### Requirement a:
In the article on car sharing, how much of the time are ASU's Zipcars in use?

### Page text:

A spokesman for Zipcar declined comment on the company's long-term Arizona plans because Zipcar has registered to launch a public stock offering and must temporarily avoid commenting on business strategies.
Zipcar spokesman John Williams says that in some cities, such as Los Angeles, programs that began on university campuses spread into the surrounding neighborhoods. Zipcar considers a market successful if cars are filled 20 percent of the time. ASU's are used 30 percent of the time, Fletcher says.
In Tucson, another company, Connect by Hertz, an offshoot of the Hertz rental company, has an agreement to serve the University of Arizona campus.
How it works
Rental cars have been around for decades, but they cater to tourists and to locals whose cars are being repaired.
In contrast, car-share customers are typically people who need a vehicle for quick errands, such as shopping and picking up furniture, or they are public-transit riders who need a car to reach a poorly served part of town. People often use car shares when transit or carpooling is too inconvenient.
Here's how Zipcar, the largest car-sharing service, works:
People can sign up for an online account and pay a one-time $25 fee, plus, for Zipcar in Phoenix, a $50 a year membership fee. Hourly weekday rates start at $8, and daily rates at $66. When members are ready to use a car, they log in and reserve it. Cars are available from one minute to a year in advance, but most people reserve a car within 24 hours.

### Requirement b:
Copy all of the rows below word for word, leaving out nothing.

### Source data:
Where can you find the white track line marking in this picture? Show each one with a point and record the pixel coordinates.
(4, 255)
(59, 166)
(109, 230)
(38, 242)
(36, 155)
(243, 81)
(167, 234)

### Correct answer a:
They are used 30 percent of the time.

### Correct answer b:
Where can you find the white track line marking in this picture? Show each one with a point and record the pixel coordinates.
(4, 255)
(59, 166)
(109, 230)
(38, 242)
(36, 155)
(243, 81)
(167, 234)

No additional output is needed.